WORK TO COMPLETE: Copy the records below word for word, leaving out the pictures.

THE RECORDS:
....
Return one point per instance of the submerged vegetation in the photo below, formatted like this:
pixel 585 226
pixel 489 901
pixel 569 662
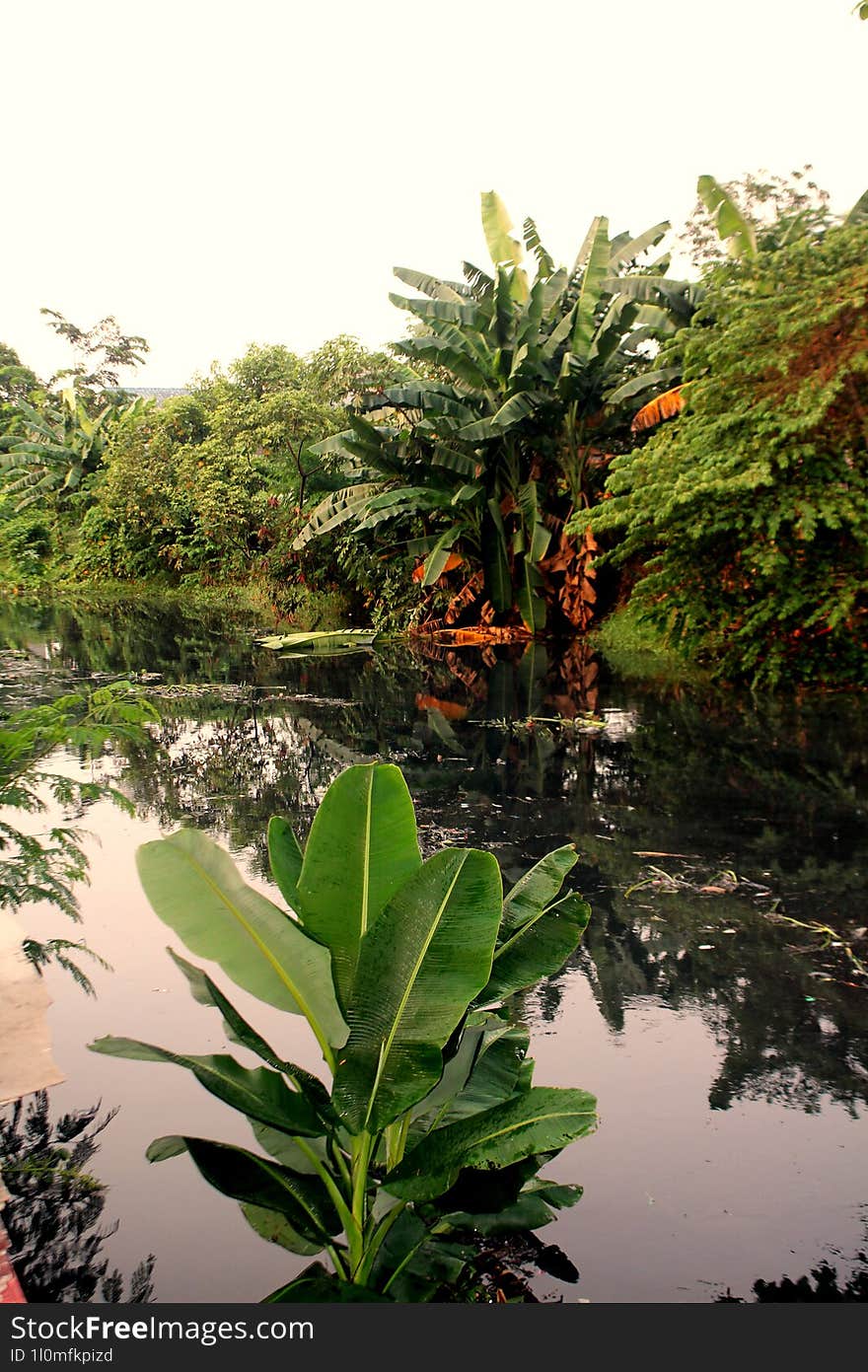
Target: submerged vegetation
pixel 45 867
pixel 431 1130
....
RESULT FOR THIS TASK:
Return one point per instance of the submerged vegetation in the photo below, formatted like this:
pixel 585 226
pixel 489 901
pixel 569 662
Target: submerged vegetation
pixel 45 867
pixel 431 1130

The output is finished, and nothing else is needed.